[Extracted data entries]

╔══

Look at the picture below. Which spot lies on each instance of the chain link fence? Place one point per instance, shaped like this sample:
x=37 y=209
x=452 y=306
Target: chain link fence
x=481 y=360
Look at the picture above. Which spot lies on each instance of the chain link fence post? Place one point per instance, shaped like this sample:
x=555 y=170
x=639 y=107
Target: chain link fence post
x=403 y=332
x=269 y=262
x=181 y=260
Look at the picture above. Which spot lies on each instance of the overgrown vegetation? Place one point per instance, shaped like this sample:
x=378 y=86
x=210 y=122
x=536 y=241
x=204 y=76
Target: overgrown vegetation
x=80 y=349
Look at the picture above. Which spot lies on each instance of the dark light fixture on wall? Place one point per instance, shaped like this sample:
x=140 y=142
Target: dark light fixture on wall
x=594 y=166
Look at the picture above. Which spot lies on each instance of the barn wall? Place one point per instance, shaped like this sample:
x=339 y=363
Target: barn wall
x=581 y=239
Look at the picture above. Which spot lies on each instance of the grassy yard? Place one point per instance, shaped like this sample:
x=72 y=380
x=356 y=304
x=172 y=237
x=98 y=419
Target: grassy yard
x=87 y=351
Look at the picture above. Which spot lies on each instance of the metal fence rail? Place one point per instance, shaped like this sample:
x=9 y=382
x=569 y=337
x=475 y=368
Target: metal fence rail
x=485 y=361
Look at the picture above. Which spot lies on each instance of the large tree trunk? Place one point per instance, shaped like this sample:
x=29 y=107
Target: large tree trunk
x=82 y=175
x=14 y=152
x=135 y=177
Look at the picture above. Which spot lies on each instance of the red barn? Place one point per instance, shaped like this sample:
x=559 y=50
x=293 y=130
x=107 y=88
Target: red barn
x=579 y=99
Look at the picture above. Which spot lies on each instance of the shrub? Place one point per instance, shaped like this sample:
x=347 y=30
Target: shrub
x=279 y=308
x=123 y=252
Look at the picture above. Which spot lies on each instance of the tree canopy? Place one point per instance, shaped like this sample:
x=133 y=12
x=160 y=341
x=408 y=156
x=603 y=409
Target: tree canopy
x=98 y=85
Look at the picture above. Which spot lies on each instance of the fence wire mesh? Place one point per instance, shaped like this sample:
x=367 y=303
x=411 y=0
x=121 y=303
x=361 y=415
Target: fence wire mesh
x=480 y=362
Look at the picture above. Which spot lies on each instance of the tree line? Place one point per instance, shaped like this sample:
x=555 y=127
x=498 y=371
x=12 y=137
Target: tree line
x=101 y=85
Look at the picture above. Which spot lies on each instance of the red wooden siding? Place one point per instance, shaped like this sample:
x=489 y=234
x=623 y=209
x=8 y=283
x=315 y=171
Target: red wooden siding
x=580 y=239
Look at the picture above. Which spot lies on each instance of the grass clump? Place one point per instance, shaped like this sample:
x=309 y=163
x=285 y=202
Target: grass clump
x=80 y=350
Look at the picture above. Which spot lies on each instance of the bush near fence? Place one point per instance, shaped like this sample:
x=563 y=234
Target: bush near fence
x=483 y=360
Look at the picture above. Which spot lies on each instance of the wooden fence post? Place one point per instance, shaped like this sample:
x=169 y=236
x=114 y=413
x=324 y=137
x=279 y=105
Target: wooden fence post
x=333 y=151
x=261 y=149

╚══

◆ **What to produce**
Render the stretch of items above from the line containing "of the barn" through the line containing "x=480 y=362", both ends included, as a Markdown table with the columns Row and Item line, omitting blank lines.

◆ **Exercise solution**
| Row | Item line |
|---|---|
| 1 | Look at the picture above. Which spot lies on each instance of the barn wall? Place one point per instance, shaped like this sample: |
| 2 | x=339 y=363 |
| 3 | Target: barn wall |
| 4 | x=581 y=239 |
| 5 | Look at the picture above. Which spot lies on each instance of the grassy yard? Place one point per instance, shaped like this sample: |
| 6 | x=72 y=380 |
| 7 | x=356 y=304 |
| 8 | x=172 y=237 |
| 9 | x=98 y=419 |
| 10 | Target: grassy yard |
| 11 | x=87 y=351 |
| 12 | Look at the picture above. Which spot lies on each instance of the metal fence rail? Place one point per instance, shaped like this sample: |
| 13 | x=9 y=382 |
| 14 | x=569 y=337 |
| 15 | x=475 y=368 |
| 16 | Target: metal fence rail |
| 17 | x=485 y=361 |
| 18 | Look at the picture above. Which spot lies on each instance of the large tree trunk? Place one point per instance, shaped like this sample: |
| 19 | x=29 y=107 |
| 20 | Target: large tree trunk |
| 21 | x=82 y=175 |
| 22 | x=14 y=152 |
| 23 | x=135 y=177 |
| 24 | Look at the picture above. Which spot lies on each instance of the red barn? Place one point per instance, shaped like this sample: |
| 25 | x=559 y=50 |
| 26 | x=293 y=130 |
| 27 | x=107 y=88 |
| 28 | Target: red barn |
| 29 | x=579 y=99 |
| 30 | Look at the picture above. Which spot lies on each instance of the shrub? Place one point per instance, shaped like this sample: |
| 31 | x=347 y=30 |
| 32 | Target: shrub |
| 33 | x=279 y=308 |
| 34 | x=123 y=252 |
| 35 | Look at the picture above. Which spot lies on each instance of the tree canopy? Place one point per instance, shaped like this sample: |
| 36 | x=133 y=12 |
| 37 | x=160 y=341 |
| 38 | x=408 y=156 |
| 39 | x=603 y=409 |
| 40 | Target: tree canopy |
| 41 | x=98 y=85 |
| 42 | Look at the picture above. Which spot lies on each instance of the fence wire mesh? Place one point per instance, shaped like this sample: |
| 43 | x=367 y=303 |
| 44 | x=411 y=0 |
| 45 | x=121 y=303 |
| 46 | x=361 y=415 |
| 47 | Target: fence wire mesh |
| 48 | x=480 y=362 |